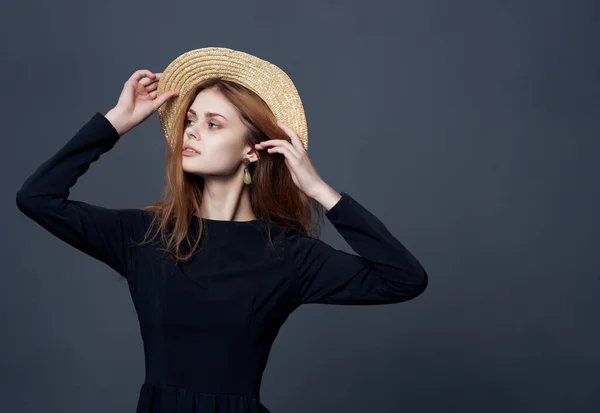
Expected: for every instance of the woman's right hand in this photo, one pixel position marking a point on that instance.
(137, 101)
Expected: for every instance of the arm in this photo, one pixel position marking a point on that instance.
(384, 272)
(99, 232)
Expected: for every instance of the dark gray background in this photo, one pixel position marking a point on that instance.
(470, 128)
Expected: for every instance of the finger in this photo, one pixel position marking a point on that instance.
(163, 98)
(152, 86)
(138, 74)
(281, 142)
(147, 81)
(292, 134)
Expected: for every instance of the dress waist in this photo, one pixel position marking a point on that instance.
(163, 398)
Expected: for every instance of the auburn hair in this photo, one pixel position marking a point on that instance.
(273, 194)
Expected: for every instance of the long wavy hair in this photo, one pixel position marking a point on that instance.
(273, 194)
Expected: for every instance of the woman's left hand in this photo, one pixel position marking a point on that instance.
(303, 172)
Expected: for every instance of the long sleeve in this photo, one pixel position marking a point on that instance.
(100, 232)
(384, 272)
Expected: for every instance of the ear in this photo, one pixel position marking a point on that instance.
(252, 155)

### WHAT IS REQUIRED
A word-for-word transcription of the listing is needed, minus its images.

### RESPONSE
Expected: for every instance of the woman's right hand in this photo, one pixel position marking a point on that instance.
(137, 101)
Expected: for every instance of the arm in this photo, one pixel position marking a point on that instance.
(384, 272)
(99, 232)
Expected: for every instance of the dark gray background in this photo, one pixel position marking a point on that instance.
(470, 128)
Expected: for every instance of the finger in this photo, one pixel position marking a point on that instance.
(163, 98)
(152, 86)
(138, 74)
(281, 142)
(147, 81)
(292, 134)
Expected: for every instance of the dress waist in this photo, one pixel position marking a point on that instance.
(163, 398)
Expected: for every instance of the auburn hair in this photo, one pixel position marking a point on that instance.
(273, 194)
Expected: for every instance of the long wavy hair in this photo, one pixel position marking a point on that instance.
(273, 194)
Expected: for every instance of the woman's left hand in this photo, one pixel position marking a point on that instance.
(303, 172)
Expected: for every instance of the long sleeve in this photo, one pixel position marking a point on that instance.
(100, 232)
(384, 272)
Expected: for every instance of the ear in this photo, one pixel position marking a point on that instance.
(252, 155)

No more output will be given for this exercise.